Work to complete>
An exact copy of all the records is the expected answer.

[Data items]
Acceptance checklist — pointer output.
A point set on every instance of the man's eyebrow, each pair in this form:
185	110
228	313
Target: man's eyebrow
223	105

Output>
Acceptance checklist — pointer output.
A point set on every instance of the man's eyebrow, each pair in this form:
185	110
228	313
Target: man's eyebrow
223	105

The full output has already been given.